[Items listed in a dataset]

____

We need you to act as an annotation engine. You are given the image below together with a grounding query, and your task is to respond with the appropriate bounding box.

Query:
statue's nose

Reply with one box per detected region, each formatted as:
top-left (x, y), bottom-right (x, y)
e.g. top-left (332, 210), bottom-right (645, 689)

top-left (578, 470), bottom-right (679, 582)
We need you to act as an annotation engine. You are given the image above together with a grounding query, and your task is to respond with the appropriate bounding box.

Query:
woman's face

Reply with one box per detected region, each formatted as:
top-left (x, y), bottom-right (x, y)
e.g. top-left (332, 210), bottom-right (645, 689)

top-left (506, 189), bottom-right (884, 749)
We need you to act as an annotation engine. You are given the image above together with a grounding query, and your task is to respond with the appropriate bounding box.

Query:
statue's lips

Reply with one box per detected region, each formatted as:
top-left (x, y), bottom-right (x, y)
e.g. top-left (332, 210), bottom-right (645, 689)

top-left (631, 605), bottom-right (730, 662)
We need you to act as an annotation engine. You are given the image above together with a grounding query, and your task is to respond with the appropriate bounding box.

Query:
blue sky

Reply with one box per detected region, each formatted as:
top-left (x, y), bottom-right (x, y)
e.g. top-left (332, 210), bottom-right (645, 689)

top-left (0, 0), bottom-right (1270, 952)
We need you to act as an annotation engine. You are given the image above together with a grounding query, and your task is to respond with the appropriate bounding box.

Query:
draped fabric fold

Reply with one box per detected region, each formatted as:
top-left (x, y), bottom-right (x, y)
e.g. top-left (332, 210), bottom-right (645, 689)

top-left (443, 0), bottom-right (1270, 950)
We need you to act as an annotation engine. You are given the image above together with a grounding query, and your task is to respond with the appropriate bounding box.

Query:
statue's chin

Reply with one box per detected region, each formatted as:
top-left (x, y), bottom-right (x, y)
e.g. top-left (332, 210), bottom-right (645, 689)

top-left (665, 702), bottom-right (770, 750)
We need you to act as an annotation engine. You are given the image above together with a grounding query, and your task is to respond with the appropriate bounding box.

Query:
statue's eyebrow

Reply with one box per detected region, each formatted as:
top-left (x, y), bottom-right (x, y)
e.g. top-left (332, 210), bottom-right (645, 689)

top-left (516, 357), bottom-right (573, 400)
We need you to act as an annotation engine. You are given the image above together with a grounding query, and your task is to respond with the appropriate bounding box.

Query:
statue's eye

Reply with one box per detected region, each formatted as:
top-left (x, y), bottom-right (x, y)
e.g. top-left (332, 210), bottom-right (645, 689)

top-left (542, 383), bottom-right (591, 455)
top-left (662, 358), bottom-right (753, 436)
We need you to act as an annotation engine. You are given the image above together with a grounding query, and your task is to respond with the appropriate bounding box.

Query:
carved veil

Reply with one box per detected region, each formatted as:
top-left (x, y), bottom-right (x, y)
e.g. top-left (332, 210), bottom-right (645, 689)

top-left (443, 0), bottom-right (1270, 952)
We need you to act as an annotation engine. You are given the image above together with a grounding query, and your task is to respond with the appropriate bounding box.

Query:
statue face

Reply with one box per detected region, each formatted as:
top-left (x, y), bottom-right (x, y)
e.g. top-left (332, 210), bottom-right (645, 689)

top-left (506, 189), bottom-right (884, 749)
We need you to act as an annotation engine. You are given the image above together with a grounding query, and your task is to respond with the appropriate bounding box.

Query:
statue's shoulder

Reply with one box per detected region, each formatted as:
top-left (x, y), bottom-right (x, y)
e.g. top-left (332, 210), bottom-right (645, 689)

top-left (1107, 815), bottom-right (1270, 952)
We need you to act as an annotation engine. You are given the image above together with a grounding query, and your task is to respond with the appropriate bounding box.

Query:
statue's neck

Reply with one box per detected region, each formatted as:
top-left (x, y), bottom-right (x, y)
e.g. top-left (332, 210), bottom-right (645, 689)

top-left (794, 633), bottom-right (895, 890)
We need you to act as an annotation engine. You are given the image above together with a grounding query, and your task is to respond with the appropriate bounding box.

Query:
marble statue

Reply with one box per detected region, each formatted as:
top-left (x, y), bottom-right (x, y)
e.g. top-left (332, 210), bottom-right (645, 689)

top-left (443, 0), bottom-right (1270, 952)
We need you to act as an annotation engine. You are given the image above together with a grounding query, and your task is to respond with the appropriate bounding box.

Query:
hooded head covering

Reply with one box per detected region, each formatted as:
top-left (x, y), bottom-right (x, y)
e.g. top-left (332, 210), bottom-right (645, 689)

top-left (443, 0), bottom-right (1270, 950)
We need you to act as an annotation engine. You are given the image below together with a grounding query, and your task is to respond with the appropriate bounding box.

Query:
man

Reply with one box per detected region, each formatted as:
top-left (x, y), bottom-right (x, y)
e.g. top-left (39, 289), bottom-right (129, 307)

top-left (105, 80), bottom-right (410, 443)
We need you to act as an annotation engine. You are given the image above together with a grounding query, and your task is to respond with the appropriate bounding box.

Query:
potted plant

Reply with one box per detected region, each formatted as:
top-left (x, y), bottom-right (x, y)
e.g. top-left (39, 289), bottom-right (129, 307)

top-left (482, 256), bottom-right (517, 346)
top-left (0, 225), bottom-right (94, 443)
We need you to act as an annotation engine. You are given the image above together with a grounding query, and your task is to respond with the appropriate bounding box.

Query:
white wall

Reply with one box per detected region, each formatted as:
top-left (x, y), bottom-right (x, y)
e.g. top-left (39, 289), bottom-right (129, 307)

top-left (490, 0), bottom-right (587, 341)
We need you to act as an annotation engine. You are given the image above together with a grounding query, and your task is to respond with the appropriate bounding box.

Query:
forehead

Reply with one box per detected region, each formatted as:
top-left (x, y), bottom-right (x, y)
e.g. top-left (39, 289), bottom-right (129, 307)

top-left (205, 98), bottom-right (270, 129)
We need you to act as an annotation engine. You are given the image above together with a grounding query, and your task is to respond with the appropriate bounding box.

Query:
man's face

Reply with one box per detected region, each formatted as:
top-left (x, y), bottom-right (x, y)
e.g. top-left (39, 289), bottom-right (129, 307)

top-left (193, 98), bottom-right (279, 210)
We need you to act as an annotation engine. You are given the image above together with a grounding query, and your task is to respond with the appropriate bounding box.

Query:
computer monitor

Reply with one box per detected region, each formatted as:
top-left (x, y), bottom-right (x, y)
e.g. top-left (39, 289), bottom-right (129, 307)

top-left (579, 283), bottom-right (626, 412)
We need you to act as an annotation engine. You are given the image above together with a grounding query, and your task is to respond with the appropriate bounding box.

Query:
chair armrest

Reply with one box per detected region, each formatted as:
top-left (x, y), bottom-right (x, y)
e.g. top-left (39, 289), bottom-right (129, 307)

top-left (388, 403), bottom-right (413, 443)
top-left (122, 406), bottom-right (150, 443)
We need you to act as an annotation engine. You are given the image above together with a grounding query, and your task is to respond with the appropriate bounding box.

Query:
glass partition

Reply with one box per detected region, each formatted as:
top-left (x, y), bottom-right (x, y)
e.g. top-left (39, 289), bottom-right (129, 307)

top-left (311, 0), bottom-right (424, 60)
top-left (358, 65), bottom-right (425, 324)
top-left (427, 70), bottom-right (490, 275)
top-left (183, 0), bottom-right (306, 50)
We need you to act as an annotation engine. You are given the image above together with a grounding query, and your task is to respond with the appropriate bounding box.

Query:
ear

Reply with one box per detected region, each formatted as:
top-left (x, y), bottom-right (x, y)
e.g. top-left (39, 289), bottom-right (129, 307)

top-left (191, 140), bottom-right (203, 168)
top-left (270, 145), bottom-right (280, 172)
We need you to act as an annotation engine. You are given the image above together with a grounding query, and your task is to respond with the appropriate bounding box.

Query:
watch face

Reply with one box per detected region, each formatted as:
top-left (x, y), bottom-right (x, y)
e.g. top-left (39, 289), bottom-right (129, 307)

____

# PROBLEM STATEMENT
Please filter the entries above and copy out every line that contains the word "face".

# RESULT OF THIS EXERCISE
woman's face
statue face
man's face
watch face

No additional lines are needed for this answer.